You saw the Huffington Post article, right? At least fifteen people sent me a link to a story about an unfortunate incident regarding a different portrait of Jesus. Read on for that story, and to see the "after" photo of the poor, shredded deity pictured here.
According to the article, an elderly woman in Spain, no doubt possessing a good heart and trying to be helpful, painted over "nearly all of [the] original brushstrokes" on a damaged fresco by 19th century Spanish artist Elias Garcia Martinez. Although the article tagged the overpainting as a "hilarious failed attempt," I found it simply painful. For those of us who care for paintings professionally, as well as collectors and art lovers, it is far from hilarious.
After reading the article, I was happy to dive back into the restoration of the portrait of Jesus by Emilio Parisi (shown here), which happened to be sitting on my easel.
Perhaps this painting is not as valuable in dollars as the Martinez, but it is definitely important to my client, the artist's granddaughter.
I finished the necessary restoration today, but it reminded me of another portrait of Jesus I cleaned several years ago.

*Record set:*
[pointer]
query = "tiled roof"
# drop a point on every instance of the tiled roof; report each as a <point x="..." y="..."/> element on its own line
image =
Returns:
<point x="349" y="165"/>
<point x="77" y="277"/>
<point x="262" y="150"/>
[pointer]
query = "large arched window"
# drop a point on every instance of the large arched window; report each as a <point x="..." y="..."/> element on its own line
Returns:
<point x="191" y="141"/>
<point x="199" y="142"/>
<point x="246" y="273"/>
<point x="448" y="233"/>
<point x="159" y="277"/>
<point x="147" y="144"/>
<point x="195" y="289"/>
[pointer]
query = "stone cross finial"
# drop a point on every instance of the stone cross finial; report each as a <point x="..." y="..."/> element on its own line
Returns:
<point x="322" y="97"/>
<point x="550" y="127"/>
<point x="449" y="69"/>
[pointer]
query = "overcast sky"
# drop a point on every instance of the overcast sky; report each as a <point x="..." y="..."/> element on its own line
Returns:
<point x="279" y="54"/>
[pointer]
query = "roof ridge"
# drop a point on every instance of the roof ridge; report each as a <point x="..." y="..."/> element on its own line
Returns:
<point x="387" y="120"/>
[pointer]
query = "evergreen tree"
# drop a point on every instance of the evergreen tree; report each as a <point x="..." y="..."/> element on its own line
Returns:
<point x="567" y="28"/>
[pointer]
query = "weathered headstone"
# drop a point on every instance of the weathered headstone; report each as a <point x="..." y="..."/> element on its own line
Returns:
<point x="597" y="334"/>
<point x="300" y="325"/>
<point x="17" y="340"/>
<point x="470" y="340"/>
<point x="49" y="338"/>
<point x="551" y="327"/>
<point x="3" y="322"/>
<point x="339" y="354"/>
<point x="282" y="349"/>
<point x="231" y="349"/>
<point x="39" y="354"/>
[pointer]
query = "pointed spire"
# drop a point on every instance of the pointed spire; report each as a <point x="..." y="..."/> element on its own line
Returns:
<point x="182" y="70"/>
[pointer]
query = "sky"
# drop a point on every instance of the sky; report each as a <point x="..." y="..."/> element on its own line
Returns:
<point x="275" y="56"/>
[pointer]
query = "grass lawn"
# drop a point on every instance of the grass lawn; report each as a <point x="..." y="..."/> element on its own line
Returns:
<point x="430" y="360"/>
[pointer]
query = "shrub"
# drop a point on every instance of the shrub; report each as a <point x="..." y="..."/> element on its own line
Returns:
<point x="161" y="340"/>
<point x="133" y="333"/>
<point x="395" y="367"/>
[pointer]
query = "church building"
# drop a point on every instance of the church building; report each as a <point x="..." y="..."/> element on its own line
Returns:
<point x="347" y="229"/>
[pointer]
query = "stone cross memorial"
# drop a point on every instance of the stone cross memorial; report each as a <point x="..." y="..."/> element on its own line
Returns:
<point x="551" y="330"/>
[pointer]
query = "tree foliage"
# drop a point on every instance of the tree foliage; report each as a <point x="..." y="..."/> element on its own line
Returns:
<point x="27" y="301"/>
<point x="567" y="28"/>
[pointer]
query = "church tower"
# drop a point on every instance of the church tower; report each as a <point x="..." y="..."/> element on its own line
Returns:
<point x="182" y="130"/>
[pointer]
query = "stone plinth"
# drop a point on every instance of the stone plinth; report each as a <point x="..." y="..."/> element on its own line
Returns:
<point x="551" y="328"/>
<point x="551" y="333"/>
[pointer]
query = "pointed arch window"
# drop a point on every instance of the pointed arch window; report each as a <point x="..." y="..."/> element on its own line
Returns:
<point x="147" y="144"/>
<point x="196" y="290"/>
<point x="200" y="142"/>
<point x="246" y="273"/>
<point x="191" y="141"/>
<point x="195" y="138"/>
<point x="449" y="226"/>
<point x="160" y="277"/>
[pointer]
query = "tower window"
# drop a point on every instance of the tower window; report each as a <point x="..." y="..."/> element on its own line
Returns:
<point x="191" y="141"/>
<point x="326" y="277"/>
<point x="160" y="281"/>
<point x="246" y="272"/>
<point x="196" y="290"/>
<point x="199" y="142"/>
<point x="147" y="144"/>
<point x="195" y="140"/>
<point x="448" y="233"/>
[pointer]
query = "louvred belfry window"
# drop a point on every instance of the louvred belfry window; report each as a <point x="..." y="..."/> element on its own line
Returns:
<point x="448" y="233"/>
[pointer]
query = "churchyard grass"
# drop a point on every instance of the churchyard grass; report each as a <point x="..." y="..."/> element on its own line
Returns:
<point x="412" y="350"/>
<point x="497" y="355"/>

==

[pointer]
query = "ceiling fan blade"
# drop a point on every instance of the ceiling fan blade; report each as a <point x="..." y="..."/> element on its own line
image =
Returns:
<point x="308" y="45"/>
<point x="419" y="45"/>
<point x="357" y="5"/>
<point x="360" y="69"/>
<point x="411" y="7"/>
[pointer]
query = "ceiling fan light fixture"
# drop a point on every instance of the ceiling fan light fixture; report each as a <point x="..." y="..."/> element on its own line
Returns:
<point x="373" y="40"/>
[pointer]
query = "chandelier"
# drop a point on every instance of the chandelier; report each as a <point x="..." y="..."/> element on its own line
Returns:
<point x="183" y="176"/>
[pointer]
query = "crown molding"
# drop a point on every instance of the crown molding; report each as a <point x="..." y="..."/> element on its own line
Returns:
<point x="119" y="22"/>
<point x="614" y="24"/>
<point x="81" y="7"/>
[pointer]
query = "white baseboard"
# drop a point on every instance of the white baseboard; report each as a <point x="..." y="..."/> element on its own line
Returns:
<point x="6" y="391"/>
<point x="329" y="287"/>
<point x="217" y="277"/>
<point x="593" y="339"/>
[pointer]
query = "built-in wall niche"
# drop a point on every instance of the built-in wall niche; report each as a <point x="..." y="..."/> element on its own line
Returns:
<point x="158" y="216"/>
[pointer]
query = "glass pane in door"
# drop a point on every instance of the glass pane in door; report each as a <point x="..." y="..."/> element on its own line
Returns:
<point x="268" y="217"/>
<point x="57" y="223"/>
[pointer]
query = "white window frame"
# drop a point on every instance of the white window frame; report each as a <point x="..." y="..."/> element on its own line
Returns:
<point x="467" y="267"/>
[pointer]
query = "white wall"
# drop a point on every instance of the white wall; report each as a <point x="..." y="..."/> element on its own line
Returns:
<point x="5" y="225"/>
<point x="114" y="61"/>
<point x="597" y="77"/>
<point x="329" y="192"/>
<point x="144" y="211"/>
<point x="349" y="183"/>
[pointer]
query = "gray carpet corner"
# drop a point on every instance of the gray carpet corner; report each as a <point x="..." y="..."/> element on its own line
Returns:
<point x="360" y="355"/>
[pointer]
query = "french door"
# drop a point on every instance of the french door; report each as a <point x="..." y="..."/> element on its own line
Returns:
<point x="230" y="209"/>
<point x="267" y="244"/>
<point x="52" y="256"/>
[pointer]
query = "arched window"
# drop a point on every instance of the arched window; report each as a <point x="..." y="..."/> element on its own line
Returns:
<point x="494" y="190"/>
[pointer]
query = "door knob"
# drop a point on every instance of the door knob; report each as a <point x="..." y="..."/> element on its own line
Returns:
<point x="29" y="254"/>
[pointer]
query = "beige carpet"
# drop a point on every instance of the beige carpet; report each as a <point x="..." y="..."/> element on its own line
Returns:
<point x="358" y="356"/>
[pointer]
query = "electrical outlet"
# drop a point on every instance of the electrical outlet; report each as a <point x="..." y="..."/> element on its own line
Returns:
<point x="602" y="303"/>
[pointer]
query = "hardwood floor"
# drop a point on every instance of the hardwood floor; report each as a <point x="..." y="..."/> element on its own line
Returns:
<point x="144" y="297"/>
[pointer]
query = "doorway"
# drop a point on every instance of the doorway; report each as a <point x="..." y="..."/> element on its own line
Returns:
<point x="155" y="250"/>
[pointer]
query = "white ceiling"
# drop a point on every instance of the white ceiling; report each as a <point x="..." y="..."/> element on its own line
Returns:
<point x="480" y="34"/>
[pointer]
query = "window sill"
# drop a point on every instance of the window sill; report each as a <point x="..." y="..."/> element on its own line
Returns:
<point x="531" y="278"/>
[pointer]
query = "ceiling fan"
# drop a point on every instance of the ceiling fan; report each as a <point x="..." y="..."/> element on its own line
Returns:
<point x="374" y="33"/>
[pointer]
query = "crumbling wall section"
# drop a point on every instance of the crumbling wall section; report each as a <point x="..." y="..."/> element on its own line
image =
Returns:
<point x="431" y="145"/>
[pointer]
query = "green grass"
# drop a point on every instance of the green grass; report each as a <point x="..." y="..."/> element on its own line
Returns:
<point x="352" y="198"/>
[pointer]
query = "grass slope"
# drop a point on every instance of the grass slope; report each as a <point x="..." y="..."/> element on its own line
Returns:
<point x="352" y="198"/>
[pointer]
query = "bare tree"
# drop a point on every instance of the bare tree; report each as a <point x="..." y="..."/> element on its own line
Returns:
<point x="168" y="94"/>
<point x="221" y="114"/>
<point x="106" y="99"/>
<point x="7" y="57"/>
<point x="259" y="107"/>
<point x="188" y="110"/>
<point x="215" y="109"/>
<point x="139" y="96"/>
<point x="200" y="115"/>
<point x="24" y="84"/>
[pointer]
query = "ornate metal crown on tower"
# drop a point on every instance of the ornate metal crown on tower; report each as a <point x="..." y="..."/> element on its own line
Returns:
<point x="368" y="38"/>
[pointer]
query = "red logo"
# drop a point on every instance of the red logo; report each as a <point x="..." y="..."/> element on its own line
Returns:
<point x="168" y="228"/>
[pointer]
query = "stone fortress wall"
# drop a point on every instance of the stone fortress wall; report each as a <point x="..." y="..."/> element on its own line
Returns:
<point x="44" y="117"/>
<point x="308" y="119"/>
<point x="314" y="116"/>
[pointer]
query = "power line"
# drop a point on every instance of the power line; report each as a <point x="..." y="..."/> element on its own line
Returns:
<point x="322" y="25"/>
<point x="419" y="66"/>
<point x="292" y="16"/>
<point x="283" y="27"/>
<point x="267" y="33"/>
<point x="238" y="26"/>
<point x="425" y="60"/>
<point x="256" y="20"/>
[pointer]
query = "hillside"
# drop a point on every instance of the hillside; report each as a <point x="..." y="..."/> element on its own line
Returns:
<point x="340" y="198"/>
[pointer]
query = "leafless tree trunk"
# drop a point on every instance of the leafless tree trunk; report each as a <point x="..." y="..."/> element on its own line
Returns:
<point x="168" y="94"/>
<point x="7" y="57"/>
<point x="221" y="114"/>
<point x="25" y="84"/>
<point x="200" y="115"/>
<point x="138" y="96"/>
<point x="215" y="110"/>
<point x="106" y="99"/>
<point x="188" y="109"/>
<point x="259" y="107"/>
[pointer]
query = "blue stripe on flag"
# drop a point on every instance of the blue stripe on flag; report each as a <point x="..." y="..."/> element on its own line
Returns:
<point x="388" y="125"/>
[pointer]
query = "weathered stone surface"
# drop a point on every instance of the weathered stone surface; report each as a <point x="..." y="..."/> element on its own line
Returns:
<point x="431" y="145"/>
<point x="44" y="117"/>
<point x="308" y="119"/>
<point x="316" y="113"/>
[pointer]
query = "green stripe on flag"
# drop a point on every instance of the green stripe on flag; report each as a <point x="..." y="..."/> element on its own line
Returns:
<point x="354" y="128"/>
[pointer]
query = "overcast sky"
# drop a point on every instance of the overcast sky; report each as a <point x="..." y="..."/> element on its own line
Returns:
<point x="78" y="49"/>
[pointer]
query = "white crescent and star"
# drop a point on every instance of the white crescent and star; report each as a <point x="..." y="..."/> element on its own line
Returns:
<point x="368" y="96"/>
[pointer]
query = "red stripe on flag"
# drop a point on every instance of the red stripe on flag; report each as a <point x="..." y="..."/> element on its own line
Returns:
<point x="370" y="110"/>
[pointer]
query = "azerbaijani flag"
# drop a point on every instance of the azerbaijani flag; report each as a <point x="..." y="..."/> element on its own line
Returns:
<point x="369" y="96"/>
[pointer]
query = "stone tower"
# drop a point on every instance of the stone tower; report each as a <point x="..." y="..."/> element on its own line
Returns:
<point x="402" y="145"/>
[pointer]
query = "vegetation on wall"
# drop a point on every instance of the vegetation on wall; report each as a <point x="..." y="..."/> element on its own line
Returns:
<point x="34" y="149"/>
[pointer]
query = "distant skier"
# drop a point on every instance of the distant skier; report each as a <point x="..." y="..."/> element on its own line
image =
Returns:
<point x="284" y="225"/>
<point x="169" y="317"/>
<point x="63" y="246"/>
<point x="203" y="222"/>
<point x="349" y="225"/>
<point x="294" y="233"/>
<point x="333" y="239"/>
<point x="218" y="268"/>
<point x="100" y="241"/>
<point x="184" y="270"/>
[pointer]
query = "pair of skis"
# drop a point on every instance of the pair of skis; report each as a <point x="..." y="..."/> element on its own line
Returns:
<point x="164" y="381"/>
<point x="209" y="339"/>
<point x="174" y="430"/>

*Task details:*
Continue the account of restoring portraits of Jesus from where it stops.

*Output of the task:*
My client knew little about the painting (pictured at right), but he asked me to clean it and line it to new canvas since it was fragile and flaking. After I gently removed the grime and varnish, many small losses were revealed.
Restraint is always needed when in-painting loss, so the only areas I replaced were those where original pigment was actually missing.
Daily, I am faced with paint loss. Sometimes the loss is substantial, as with the Parisi, but the rules don't change with smaller losses. While I am saddened that the elderly woman's misguided attempt to help has likely brought her ridicule, I am glad the article sheds light on the need for judicious, conservative in-painting.
On to the next painting in need...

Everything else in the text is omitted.